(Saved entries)
****************************************
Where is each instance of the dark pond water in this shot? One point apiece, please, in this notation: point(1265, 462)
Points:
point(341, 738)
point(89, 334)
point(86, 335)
****************************************
Could each line above be retyped exactly?

Where is each instance of the dark pond water in this shot? One point apiece, please, in this notation: point(1265, 462)
Points:
point(341, 738)
point(89, 334)
point(86, 335)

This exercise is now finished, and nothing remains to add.